### Work task
Upon reaching the line that contains "of the blurred" in the records below, begin repeating every line exactly through the last one, skipping pictures.

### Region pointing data

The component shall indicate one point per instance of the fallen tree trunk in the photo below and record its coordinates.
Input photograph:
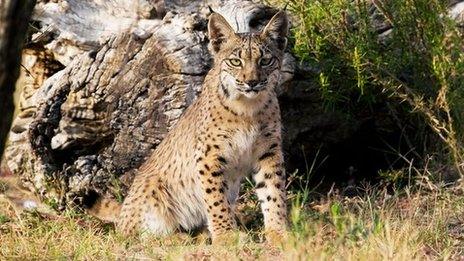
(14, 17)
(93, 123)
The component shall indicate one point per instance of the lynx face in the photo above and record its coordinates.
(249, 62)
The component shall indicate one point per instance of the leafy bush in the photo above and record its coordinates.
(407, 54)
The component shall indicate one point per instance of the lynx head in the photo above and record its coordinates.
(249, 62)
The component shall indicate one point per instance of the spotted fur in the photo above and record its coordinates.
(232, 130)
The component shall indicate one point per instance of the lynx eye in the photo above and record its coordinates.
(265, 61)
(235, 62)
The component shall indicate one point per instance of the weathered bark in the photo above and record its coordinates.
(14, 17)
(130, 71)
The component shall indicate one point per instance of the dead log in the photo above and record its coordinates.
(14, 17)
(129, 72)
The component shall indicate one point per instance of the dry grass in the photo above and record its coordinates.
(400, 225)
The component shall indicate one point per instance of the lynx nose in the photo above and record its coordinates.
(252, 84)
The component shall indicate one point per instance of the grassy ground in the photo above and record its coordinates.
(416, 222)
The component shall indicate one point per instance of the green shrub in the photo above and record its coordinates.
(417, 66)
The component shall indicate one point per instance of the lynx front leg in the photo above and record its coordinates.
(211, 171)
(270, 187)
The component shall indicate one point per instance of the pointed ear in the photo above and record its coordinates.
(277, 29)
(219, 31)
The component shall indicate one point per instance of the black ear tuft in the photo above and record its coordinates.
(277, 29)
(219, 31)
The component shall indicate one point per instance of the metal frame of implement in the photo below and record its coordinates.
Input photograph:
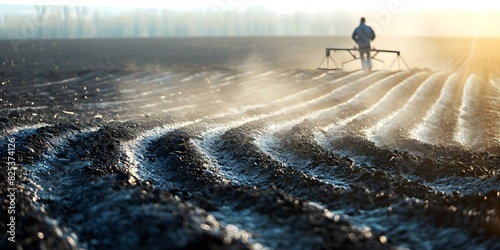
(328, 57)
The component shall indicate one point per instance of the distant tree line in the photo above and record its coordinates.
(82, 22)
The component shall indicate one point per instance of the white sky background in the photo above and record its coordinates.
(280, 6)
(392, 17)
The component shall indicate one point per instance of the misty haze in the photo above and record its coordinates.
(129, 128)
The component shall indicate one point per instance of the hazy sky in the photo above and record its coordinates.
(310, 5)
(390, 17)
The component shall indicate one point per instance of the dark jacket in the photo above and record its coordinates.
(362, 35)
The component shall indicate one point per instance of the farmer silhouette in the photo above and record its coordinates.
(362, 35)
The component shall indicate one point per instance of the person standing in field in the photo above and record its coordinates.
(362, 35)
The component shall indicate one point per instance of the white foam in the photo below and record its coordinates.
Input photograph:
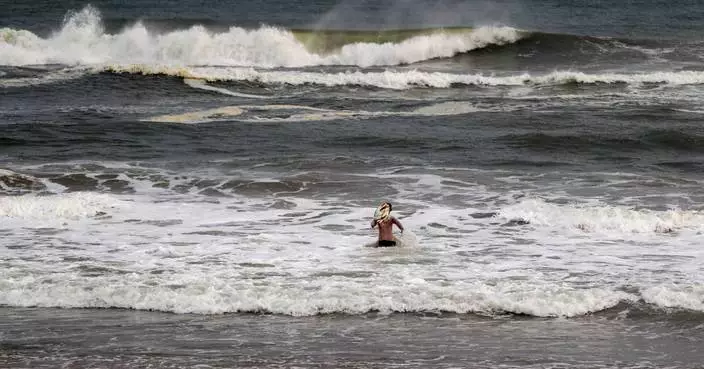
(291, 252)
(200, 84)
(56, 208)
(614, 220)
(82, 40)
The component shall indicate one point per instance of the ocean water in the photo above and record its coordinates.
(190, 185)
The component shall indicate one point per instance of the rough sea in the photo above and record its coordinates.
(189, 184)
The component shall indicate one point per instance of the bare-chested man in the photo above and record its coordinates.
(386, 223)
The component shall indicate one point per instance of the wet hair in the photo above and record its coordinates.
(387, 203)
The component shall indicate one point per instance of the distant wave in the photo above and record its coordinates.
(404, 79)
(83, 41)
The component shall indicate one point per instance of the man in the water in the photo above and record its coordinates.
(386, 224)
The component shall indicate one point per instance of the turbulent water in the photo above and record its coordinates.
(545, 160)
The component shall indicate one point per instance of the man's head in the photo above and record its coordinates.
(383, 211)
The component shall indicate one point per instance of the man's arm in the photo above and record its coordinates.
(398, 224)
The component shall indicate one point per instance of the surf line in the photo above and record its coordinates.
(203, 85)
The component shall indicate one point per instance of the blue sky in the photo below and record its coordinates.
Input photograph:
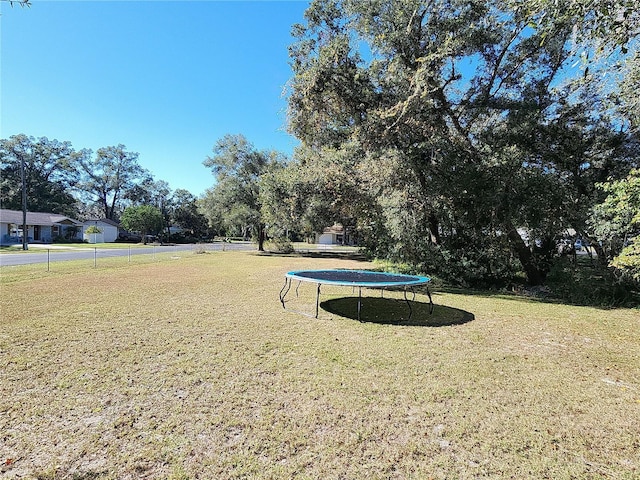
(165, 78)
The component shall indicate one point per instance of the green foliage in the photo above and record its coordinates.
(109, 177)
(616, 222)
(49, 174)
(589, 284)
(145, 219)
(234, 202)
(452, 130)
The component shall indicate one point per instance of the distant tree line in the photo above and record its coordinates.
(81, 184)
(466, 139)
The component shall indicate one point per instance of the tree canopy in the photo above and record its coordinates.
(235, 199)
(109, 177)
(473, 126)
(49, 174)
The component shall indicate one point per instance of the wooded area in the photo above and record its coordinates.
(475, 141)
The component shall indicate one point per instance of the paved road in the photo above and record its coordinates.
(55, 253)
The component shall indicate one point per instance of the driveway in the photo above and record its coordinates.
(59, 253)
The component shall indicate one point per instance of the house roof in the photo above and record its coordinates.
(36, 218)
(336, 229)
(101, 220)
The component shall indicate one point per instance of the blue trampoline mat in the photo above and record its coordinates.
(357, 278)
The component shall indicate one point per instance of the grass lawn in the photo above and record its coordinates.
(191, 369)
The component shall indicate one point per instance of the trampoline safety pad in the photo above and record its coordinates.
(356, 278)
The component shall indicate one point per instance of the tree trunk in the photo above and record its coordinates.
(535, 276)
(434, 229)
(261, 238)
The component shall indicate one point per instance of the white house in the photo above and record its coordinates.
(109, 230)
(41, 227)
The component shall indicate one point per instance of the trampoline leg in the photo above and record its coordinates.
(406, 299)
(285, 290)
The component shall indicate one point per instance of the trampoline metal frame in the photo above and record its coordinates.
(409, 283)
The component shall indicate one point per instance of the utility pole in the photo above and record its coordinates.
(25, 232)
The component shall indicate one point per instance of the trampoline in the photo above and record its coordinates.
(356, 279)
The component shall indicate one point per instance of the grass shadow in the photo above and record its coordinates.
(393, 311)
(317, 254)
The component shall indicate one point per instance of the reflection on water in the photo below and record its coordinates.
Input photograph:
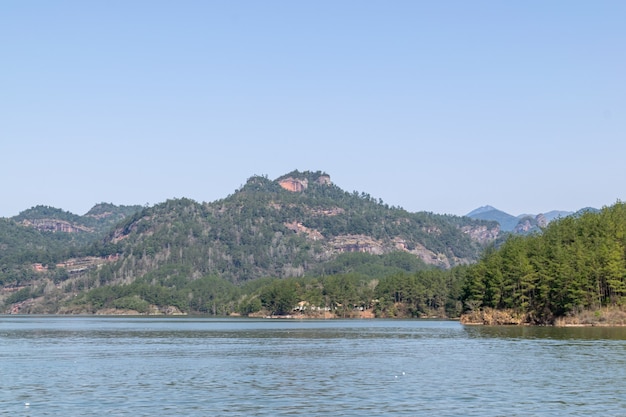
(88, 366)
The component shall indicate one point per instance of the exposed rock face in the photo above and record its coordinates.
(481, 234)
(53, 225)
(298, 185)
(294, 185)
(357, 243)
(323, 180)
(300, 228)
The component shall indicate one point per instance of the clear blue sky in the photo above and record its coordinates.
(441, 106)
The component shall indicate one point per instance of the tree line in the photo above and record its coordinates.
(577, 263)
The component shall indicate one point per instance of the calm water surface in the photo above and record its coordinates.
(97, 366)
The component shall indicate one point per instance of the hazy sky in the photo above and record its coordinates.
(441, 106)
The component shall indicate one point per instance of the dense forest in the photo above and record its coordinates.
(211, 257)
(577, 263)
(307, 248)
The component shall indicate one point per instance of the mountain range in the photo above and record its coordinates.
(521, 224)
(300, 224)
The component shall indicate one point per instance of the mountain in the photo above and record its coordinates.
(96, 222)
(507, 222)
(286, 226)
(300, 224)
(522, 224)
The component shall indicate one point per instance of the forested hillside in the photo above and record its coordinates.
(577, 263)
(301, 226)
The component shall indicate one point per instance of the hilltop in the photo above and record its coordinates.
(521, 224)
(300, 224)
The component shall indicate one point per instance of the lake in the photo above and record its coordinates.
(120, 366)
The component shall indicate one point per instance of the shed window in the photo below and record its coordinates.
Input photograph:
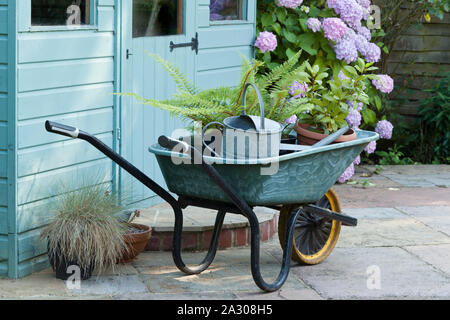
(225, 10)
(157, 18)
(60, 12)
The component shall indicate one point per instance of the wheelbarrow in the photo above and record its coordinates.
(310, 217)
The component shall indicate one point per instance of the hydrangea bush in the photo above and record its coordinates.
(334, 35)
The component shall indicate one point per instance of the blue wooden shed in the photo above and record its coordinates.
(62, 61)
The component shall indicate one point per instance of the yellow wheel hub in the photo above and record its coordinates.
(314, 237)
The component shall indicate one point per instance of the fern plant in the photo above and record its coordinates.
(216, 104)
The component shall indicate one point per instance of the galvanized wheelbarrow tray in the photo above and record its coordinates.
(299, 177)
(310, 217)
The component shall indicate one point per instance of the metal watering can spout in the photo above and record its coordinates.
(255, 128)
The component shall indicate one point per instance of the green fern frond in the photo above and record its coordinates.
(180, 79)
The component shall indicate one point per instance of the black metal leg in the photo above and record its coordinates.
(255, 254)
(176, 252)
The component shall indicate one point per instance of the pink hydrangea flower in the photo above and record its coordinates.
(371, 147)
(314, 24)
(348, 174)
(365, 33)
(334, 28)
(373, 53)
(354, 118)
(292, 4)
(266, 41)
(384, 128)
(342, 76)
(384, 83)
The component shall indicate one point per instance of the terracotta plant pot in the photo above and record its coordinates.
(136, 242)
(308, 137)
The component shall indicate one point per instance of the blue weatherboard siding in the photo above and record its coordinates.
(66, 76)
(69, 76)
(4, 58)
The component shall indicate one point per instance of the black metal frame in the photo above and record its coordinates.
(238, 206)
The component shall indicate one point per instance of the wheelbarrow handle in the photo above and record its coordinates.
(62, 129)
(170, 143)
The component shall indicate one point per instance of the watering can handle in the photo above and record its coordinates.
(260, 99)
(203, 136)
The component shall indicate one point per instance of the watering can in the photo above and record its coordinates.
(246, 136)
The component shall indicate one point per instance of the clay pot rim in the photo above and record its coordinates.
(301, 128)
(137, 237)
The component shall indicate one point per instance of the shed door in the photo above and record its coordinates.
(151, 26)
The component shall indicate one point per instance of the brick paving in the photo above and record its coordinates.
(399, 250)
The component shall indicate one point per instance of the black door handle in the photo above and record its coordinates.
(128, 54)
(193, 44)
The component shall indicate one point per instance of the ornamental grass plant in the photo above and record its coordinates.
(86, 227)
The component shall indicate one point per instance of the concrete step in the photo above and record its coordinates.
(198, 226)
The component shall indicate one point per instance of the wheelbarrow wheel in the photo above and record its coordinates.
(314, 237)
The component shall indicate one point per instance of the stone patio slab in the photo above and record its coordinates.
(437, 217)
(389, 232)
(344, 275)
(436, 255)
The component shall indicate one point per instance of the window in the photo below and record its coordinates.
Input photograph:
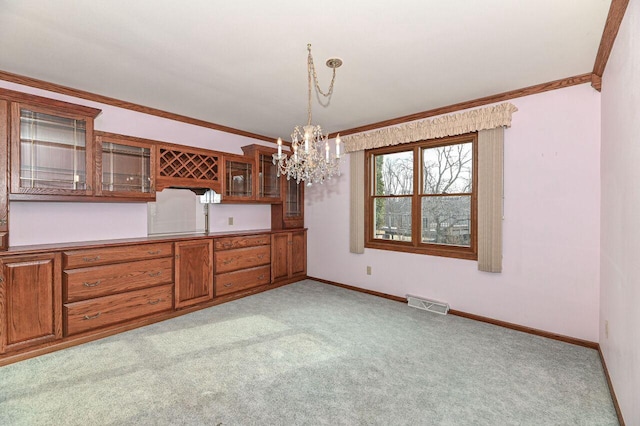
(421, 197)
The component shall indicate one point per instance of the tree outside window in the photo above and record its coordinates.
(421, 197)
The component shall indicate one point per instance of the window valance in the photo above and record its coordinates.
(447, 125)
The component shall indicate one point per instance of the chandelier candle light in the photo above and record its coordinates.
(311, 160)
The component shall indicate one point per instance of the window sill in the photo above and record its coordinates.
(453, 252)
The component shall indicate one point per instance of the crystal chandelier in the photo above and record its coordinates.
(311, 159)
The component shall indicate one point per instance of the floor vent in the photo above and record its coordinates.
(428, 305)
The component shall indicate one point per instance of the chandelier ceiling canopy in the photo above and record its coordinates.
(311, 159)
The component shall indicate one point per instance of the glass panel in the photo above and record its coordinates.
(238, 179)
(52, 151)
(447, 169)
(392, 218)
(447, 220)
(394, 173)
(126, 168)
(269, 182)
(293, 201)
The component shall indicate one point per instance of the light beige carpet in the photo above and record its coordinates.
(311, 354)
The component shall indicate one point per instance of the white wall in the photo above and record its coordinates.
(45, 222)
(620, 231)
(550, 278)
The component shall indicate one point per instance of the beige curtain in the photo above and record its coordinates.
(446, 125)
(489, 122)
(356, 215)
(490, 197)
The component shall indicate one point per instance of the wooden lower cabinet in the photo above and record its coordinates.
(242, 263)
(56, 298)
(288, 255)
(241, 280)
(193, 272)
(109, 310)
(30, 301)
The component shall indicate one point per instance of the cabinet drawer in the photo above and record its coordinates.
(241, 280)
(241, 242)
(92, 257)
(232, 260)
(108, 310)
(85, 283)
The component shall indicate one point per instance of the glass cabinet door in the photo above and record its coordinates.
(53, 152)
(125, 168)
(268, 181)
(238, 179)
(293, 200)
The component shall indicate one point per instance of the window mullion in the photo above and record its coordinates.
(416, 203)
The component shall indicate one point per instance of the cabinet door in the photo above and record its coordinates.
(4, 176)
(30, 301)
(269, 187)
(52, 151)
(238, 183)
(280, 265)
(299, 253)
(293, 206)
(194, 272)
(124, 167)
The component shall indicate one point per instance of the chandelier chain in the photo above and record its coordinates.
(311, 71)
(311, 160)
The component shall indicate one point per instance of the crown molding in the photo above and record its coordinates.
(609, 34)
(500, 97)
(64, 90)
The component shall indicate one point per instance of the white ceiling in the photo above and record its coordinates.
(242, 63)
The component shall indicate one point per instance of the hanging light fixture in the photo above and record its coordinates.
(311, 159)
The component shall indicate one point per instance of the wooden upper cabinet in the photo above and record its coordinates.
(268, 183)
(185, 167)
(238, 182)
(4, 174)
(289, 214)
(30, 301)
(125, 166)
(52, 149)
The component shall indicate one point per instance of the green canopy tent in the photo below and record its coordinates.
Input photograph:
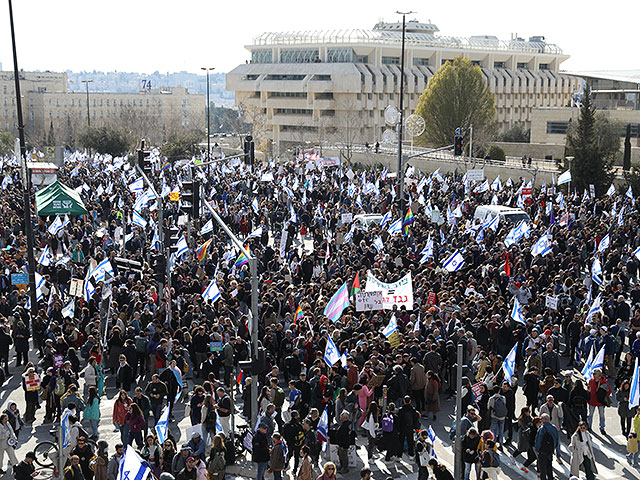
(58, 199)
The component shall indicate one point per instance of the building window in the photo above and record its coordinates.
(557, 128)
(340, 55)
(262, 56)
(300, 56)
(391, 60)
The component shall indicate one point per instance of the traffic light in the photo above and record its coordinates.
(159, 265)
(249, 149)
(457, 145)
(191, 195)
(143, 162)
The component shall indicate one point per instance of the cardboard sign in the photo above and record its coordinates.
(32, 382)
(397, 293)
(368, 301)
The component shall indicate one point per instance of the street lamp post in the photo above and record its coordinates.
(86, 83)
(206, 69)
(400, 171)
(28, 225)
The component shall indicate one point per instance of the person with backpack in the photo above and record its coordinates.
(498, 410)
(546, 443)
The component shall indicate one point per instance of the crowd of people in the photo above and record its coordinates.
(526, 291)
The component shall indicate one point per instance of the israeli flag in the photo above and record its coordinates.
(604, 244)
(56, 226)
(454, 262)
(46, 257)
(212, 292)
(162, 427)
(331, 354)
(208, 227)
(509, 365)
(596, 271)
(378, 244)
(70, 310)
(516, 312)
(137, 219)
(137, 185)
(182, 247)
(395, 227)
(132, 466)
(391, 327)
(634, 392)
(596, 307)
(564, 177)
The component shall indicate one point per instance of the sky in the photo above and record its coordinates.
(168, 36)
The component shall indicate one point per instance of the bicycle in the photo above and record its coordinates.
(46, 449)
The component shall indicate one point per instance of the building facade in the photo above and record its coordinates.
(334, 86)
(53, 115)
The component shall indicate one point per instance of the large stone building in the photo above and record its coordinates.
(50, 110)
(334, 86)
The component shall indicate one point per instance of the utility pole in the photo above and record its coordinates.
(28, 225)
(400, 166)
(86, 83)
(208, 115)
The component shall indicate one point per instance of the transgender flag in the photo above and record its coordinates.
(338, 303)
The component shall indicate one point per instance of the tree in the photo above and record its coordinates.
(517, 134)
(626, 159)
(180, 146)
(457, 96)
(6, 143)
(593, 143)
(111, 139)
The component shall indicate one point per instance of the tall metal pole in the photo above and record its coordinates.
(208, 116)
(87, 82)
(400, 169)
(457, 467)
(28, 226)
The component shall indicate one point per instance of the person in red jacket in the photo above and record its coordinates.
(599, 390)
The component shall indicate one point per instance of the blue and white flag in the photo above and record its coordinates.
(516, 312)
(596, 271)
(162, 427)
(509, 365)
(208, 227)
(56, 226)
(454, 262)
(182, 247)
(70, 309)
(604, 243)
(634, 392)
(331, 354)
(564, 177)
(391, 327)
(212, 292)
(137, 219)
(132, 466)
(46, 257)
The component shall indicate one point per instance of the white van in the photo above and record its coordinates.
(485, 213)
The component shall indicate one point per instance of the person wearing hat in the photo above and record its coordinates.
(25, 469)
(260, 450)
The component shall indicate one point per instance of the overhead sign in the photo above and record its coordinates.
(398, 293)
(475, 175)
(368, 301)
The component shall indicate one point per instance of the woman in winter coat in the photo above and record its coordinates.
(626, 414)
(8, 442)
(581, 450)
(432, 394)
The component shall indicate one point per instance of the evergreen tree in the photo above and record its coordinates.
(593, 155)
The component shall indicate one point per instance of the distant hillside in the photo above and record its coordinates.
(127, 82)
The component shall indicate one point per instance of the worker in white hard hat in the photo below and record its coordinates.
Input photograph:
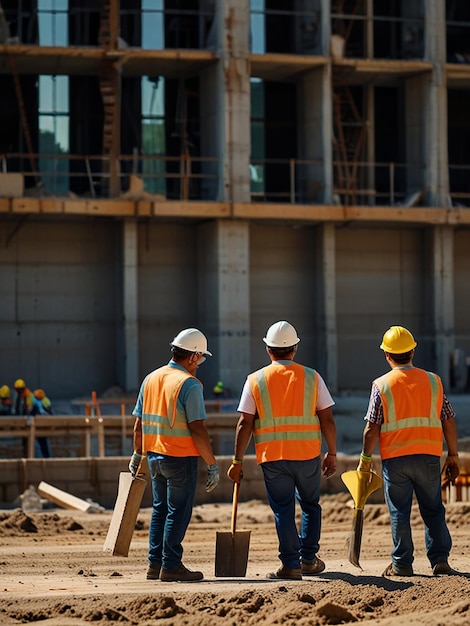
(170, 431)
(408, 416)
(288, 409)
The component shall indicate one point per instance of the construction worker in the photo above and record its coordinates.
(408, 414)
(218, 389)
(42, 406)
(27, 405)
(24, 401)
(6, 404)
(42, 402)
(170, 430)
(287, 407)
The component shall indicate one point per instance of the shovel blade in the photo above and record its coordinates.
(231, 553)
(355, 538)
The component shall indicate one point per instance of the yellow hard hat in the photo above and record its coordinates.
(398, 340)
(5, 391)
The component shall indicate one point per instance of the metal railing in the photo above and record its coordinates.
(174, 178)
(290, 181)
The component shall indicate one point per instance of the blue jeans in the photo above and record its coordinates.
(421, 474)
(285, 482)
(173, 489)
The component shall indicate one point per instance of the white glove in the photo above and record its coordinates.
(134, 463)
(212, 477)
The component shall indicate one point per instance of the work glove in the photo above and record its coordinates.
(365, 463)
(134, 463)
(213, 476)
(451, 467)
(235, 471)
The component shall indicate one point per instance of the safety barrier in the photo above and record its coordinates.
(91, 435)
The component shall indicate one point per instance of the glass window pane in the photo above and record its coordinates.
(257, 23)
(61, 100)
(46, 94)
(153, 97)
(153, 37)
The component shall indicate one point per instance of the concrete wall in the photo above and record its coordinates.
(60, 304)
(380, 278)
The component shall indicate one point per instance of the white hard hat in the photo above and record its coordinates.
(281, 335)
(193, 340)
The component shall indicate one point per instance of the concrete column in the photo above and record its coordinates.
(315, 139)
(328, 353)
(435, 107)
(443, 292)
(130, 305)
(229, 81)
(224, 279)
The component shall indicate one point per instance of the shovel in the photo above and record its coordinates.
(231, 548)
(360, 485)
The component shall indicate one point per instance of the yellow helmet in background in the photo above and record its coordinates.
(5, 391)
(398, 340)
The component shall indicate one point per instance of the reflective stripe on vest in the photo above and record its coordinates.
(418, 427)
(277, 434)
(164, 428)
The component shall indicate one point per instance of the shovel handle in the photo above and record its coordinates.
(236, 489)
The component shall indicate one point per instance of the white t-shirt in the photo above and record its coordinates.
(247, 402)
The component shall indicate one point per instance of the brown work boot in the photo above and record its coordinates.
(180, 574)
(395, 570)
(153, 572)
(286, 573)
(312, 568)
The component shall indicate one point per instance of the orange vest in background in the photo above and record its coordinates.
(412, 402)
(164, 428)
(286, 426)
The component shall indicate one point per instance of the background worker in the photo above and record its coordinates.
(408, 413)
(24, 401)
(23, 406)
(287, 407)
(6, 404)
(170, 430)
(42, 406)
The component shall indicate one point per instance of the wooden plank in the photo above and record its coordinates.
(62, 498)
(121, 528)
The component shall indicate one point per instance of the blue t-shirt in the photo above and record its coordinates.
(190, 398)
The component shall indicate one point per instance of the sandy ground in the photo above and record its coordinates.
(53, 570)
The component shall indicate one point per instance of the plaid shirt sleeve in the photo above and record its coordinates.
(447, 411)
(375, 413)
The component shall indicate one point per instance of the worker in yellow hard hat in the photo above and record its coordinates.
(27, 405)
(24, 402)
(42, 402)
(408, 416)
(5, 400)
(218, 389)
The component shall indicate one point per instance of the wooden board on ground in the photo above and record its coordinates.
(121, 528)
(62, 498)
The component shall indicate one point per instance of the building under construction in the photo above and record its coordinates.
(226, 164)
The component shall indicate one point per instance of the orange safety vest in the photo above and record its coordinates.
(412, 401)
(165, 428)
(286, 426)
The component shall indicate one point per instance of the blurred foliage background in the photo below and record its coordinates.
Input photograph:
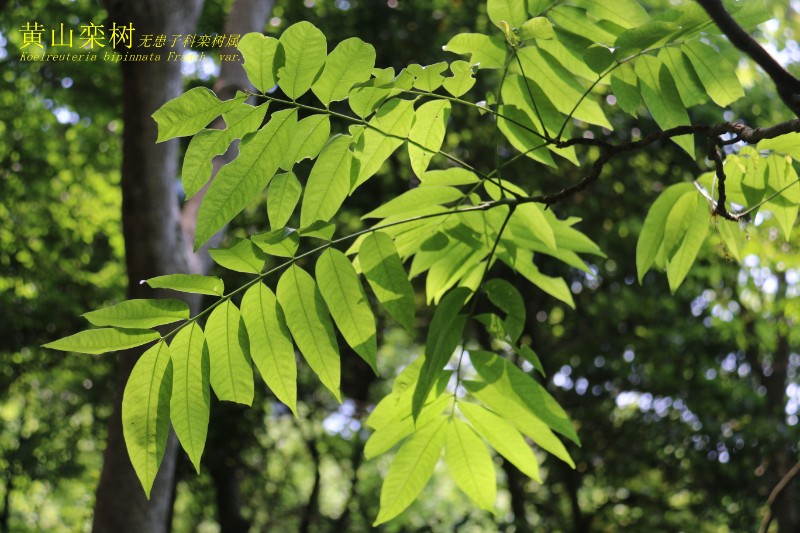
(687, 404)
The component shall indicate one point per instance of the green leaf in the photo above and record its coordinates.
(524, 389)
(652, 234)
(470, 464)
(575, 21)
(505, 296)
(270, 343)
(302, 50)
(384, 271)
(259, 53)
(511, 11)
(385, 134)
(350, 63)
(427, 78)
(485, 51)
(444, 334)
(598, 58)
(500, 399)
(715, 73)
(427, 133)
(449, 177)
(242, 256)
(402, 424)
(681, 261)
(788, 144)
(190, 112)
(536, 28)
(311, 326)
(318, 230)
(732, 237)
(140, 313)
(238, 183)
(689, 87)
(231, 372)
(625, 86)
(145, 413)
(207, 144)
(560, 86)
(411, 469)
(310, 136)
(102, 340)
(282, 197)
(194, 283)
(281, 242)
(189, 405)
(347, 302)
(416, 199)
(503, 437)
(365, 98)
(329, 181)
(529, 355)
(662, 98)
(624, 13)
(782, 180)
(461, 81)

### Problem solution
The component shall indicate one point per instance of the blurred foliage background in the photo below and record its coordinates.
Input photograph:
(687, 404)
The component shall indicate one point per instance of the green leaf in the photo above and record its coordinates.
(524, 389)
(652, 234)
(470, 464)
(575, 21)
(505, 296)
(270, 343)
(302, 50)
(384, 271)
(259, 53)
(511, 11)
(385, 134)
(350, 63)
(427, 78)
(485, 51)
(444, 334)
(598, 58)
(500, 399)
(715, 73)
(427, 133)
(449, 177)
(242, 256)
(402, 424)
(681, 261)
(788, 144)
(190, 112)
(536, 28)
(311, 326)
(318, 230)
(732, 237)
(140, 313)
(238, 183)
(689, 87)
(231, 372)
(625, 86)
(145, 413)
(207, 144)
(560, 86)
(411, 469)
(310, 136)
(102, 340)
(282, 197)
(194, 283)
(281, 242)
(189, 405)
(347, 302)
(416, 199)
(503, 437)
(365, 98)
(329, 181)
(529, 355)
(662, 98)
(624, 13)
(782, 180)
(461, 81)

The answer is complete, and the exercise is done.